## Extracted records
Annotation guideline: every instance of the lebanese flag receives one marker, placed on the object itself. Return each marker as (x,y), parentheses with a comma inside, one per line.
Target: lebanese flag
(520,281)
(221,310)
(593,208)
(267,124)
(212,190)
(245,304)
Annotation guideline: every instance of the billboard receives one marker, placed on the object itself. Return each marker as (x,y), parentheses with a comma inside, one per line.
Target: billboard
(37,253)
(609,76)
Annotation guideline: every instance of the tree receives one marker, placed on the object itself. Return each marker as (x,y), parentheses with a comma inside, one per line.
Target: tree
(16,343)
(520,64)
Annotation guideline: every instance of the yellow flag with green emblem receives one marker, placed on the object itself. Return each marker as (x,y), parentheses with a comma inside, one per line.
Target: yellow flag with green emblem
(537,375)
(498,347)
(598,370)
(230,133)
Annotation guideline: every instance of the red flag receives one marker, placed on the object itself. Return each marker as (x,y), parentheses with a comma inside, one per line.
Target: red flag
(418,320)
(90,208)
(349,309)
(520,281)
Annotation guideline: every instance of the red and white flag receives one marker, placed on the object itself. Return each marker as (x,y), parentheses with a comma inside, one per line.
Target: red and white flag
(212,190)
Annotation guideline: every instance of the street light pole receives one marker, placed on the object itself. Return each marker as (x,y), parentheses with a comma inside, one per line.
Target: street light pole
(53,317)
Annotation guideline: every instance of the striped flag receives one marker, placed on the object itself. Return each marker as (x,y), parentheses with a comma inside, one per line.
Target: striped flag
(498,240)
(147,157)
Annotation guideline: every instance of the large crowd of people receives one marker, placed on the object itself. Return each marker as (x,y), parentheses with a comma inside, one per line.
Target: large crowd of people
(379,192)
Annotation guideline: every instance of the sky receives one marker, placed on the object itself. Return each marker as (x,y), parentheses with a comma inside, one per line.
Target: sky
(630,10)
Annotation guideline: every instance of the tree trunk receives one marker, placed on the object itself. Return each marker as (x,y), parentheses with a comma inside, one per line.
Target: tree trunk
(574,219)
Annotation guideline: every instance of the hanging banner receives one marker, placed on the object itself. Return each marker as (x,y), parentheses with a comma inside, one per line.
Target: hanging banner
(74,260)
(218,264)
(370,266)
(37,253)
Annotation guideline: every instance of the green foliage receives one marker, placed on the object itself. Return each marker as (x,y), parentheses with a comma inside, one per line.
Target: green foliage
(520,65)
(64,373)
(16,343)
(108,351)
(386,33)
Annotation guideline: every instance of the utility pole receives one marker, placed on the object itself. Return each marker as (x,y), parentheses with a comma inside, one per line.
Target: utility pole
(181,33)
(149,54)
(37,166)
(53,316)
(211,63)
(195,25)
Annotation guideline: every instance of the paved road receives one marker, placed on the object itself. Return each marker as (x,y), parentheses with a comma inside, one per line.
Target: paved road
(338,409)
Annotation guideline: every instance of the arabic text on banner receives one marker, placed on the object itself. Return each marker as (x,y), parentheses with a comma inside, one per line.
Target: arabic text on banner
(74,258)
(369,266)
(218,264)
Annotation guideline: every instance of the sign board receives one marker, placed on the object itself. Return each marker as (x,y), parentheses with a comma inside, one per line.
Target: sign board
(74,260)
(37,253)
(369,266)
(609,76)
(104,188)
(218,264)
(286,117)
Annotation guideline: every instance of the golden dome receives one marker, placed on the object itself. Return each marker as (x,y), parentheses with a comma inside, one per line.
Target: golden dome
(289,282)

## What is expected
Rewrite all of the lines above, changing every "Annotation guideline" to "Labeling rule" and keeping everything else the same.

## Output
Labeling rule: every instance of the lebanese flag receives one marker, placed on the object itself. Return each marker as (x,y), parentheses with a comma inside, one per line.
Target: lebanese flag
(520,281)
(221,310)
(593,208)
(267,124)
(212,190)
(245,304)
Labeling rule: every instance of the billboard receives one marker, placed on the object itself. Return each marker as (x,y), parentheses with a comma inside, one per line.
Target: billboard
(37,253)
(609,76)
Labeling rule: every instance of the tree receives one marker, placed on the object itself. Return each marker as (x,y), parentheses with a comma inside, one per line.
Target: tree
(16,343)
(520,64)
Labeling rule: every instance of the yellow flag with green emblem receives one marker, placed on the object itself. Return each marker as (x,y), parentheses with a comma inside, one per line.
Target: yellow flag with green emblem
(537,375)
(498,347)
(598,370)
(230,133)
Labeling rule: every instance of the red flag receives one marker, placed on the object itself. Return each marker as (x,y), parentheses with a comma inside, one per line.
Target: red flag
(418,320)
(90,208)
(349,309)
(520,281)
Labeling rule: every instance of the red and white flag receives one marker, placed on the object itself. Return each marker as (x,y), parentheses with a comma inside, one per line.
Target: red and white flag
(212,190)
Labeling rule: every instance of the street light pole receives one marker, placed on the object itself. Return each marker as (x,y), parentheses with a comma inside, one per line.
Target: street light pole
(53,317)
Labeling rule: every instance of the striped flag receives one marker, placed on the object itself. Return each marker as (x,y), parentheses with a comma inside, one per line.
Target: striped flag
(498,240)
(147,157)
Labeling rule: every instance of the large crowd of people receives one marker, placed on the object itself. Return each marker as (x,y), parentheses with a comma inside, one per line.
Target: large crowd of people
(379,192)
Labeling rule: every instance of the sky receives one marker, placed on the object itself. Return each marker as (x,y), parentheses with a comma inside, one per line.
Target: sky
(630,10)
Labeling rule: every instance of the tree trunk receives one marker, placed on the object itself. Return each marker as (x,y), parentheses with a comma inside, one per line.
Target: tree trunk
(574,219)
Labeling rule: every instance of the hanging banner receives one marker, placed on the object itself. Return each marker as (x,y), parentheses with a comma inside, one per line.
Target: hanging banner
(74,260)
(218,264)
(370,266)
(37,253)
Labeling rule: every instance of the green foliage receives one marker, placed on the object itself. Return each marker as (x,y), parentheses with a comma inside, one per line.
Target: green foliage
(520,65)
(64,373)
(16,343)
(108,351)
(386,33)
Labeling rule: every instance of the utility pole receives one marker, placed on the object itself. Return each marker as (x,y), parentheses with a comma inside, one per line.
Target: utility pole
(181,33)
(149,54)
(37,166)
(53,316)
(211,63)
(195,25)
Labeling rule: every instance of the paved road receives one marker, placed on the object itself. Return each marker as (x,y), parentheses with a comma inside, one per line.
Target: paved road
(338,409)
Labeling rule: every instance of the arabic text on banner receives one marker, placed on the object itself. Return each marker as (x,y), parentheses with a comma inside, one per line.
Target: arabic text on banner
(74,258)
(369,266)
(218,264)
Labeling rule: every instance of the sign board receives one marker, placed on the object itself. Return each marker as (x,y), parentheses with a comma inside, one per line.
Target: sign board
(74,260)
(37,253)
(369,266)
(609,76)
(104,188)
(218,264)
(286,117)
Labeling rule: every instance of the golden dome receives one marker, placed on the object itself. Return each marker as (x,y), parentheses with a comma inside, one per line.
Target: golden dome
(289,282)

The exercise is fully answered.